Transcribe only the part of the rows below that opens with the line containing "Target: man leaning on railing" and closes with the final row, both ends included.

____

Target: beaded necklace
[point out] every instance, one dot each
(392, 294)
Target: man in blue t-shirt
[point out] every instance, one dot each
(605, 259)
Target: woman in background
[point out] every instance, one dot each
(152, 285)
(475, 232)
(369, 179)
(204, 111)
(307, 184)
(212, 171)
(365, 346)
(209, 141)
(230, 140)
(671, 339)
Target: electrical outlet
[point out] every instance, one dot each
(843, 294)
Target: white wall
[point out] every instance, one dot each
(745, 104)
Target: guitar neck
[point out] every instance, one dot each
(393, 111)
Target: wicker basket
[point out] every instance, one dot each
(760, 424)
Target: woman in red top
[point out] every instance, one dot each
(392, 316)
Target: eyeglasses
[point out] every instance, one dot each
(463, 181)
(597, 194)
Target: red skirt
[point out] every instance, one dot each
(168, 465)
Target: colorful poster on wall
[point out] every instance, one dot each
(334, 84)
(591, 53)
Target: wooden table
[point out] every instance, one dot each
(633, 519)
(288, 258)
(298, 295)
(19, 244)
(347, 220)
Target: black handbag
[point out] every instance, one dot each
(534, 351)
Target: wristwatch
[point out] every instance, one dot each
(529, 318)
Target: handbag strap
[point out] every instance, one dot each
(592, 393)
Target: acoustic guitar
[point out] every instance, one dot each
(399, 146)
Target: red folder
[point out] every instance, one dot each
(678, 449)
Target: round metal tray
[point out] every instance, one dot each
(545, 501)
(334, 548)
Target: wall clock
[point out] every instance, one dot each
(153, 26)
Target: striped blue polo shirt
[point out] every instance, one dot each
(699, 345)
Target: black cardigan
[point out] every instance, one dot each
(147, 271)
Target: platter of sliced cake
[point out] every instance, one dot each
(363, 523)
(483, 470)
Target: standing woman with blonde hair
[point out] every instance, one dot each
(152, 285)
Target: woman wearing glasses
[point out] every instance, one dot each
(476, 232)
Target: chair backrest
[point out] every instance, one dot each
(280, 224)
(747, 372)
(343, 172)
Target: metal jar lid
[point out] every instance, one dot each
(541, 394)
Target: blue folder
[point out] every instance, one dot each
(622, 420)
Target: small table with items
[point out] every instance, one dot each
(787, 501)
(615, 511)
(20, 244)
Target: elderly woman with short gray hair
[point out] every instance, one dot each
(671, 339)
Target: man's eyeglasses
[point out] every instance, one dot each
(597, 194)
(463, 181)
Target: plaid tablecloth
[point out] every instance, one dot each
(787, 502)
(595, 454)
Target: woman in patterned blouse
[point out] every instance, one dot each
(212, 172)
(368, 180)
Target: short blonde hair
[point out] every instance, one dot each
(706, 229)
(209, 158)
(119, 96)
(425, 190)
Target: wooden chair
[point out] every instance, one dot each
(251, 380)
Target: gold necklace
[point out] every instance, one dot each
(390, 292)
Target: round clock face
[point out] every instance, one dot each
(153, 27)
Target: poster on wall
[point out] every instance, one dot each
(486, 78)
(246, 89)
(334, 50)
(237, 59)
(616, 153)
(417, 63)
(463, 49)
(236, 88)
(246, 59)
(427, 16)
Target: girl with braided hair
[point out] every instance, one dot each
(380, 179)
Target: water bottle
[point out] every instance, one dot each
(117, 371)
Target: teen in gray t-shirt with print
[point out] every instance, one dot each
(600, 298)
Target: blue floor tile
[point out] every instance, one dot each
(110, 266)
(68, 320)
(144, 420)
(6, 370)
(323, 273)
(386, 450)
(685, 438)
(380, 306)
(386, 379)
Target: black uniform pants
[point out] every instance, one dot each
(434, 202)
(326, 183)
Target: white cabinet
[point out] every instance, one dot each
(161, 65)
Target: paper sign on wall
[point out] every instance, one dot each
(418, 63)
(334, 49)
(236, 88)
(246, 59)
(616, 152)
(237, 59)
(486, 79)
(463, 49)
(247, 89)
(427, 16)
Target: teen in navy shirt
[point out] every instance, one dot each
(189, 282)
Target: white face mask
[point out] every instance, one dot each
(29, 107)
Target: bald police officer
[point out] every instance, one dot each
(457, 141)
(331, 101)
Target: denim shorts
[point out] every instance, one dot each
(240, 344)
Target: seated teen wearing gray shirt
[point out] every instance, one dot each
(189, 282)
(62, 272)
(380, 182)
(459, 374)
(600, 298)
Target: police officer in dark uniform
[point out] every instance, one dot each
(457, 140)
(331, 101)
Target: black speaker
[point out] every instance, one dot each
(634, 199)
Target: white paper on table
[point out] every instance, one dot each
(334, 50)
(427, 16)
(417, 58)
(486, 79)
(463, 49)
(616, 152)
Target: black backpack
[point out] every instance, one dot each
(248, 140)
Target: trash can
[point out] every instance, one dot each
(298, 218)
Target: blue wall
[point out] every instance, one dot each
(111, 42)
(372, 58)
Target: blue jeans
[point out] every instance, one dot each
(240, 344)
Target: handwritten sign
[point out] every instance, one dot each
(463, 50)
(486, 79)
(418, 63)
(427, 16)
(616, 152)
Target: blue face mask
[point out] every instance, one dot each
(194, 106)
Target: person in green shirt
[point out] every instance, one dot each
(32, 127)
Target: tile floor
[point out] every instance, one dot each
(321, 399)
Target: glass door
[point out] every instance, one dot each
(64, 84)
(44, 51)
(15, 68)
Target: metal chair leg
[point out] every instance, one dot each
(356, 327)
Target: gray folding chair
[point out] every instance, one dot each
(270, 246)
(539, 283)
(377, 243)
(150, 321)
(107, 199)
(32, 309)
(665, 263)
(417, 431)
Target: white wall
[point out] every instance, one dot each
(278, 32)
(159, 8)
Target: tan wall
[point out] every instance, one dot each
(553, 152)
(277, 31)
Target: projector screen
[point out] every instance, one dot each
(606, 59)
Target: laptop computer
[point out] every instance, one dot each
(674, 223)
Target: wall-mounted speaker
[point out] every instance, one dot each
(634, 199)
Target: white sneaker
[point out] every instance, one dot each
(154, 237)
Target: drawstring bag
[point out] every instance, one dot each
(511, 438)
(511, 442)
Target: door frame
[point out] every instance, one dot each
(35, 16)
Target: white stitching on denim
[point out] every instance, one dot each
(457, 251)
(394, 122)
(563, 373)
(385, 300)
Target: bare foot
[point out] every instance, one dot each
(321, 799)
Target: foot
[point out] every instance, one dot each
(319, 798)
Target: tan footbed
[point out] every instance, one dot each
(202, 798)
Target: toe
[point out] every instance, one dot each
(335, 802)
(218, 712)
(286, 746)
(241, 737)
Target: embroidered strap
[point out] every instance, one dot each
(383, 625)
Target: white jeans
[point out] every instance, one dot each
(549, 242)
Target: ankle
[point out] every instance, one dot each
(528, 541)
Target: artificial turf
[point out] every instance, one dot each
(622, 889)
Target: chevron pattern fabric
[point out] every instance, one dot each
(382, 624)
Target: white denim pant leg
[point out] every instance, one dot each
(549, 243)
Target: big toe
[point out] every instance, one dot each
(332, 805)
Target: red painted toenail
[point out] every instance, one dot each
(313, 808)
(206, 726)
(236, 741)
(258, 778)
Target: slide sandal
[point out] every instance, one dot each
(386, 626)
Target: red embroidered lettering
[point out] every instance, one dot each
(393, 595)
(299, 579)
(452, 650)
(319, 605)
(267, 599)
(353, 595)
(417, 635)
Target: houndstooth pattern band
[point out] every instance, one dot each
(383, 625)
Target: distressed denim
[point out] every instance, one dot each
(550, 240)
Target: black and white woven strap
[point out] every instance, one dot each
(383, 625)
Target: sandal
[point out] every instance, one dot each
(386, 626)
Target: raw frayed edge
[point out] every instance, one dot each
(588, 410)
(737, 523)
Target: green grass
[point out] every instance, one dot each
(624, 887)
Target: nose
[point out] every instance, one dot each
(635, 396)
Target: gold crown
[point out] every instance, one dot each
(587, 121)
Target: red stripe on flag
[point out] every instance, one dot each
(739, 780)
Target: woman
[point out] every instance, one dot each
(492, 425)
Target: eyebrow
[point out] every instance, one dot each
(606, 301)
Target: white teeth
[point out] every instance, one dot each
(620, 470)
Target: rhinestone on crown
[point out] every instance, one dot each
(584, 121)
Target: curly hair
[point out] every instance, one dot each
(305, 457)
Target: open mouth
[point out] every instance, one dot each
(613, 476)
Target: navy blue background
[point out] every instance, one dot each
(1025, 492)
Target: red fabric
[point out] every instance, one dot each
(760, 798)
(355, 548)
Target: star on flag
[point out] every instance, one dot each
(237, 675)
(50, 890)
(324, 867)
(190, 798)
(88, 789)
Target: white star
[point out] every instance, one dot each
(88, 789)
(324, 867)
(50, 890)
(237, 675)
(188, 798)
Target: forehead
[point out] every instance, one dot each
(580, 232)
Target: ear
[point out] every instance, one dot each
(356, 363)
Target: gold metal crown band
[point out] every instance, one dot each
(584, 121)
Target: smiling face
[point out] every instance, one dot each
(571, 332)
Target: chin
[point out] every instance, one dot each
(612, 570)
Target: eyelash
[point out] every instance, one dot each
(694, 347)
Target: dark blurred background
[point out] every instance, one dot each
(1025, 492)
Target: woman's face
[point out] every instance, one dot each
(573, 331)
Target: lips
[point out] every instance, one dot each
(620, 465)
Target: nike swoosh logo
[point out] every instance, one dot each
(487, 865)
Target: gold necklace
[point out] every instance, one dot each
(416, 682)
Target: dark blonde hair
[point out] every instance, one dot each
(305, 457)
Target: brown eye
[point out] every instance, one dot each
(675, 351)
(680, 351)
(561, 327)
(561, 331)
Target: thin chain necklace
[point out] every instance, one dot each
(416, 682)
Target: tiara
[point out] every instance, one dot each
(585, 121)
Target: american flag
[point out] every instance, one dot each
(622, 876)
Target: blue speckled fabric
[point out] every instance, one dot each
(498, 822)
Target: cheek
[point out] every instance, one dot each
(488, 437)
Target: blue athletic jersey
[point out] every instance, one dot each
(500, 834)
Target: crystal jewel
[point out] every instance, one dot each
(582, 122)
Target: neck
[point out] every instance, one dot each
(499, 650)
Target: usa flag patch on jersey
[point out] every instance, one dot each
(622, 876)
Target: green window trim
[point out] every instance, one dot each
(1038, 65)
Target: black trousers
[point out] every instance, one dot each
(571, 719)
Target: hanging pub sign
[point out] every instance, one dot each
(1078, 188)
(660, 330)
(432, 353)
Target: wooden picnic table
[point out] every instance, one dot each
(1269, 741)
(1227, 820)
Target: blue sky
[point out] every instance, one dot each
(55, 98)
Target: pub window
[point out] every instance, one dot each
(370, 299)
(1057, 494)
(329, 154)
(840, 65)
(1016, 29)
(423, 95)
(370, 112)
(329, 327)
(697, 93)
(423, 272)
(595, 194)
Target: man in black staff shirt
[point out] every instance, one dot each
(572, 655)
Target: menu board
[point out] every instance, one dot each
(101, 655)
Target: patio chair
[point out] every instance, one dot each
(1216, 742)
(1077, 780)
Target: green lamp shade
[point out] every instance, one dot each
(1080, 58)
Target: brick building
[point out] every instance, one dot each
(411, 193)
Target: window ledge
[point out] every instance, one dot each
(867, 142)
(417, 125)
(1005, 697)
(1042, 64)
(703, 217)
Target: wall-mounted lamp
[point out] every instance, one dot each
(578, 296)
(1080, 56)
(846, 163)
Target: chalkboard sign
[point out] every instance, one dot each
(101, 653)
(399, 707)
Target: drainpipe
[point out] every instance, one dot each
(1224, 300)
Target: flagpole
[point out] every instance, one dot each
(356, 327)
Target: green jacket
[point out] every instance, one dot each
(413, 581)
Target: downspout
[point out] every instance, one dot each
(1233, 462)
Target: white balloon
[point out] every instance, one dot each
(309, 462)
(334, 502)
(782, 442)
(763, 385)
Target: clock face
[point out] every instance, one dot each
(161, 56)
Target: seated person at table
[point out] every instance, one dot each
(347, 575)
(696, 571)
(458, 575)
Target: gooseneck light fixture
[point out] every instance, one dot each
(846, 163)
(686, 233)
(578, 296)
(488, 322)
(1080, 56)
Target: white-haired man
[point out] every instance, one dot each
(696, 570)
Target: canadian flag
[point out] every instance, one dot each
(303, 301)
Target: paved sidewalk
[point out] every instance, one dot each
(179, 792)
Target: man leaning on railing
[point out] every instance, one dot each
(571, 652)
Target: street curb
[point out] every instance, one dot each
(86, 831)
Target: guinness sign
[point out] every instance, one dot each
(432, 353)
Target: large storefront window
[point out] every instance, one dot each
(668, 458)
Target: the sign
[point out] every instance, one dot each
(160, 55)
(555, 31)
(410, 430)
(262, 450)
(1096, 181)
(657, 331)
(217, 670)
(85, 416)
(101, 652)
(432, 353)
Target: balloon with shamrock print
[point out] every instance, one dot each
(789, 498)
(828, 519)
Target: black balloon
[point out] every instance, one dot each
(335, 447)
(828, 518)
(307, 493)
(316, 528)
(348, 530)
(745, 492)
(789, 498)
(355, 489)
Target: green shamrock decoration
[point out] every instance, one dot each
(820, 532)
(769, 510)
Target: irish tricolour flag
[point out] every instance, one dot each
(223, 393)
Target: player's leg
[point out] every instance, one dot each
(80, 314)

____

Output of the exercise >>
Target: man leaning on railing
[point out] every instance, one dot each
(571, 652)
Target: street curb
[point out] every instance, one dot each
(86, 831)
Target: guinness sign
[point out] every instance, one dot each
(432, 353)
Target: large storefront window
[point out] every instance, one dot each
(668, 458)
Target: the sign
[point out] every instance, one dot each
(160, 55)
(555, 31)
(410, 430)
(262, 450)
(1096, 181)
(657, 331)
(217, 670)
(85, 416)
(101, 652)
(432, 353)
Target: balloon with shamrock print
[point out] every instance, one dot each
(789, 498)
(828, 519)
Target: black balloon
[point out] every instance, one dot each
(335, 447)
(828, 518)
(307, 493)
(316, 528)
(348, 530)
(745, 492)
(789, 498)
(355, 489)
Target: green shamrock decoration
[point out] every instance, one dot each
(820, 532)
(769, 510)
Target: irish tricolour flag
[point out] every instance, one dot each
(223, 393)
Target: player's leg
[point out] every instance, one dot each
(80, 314)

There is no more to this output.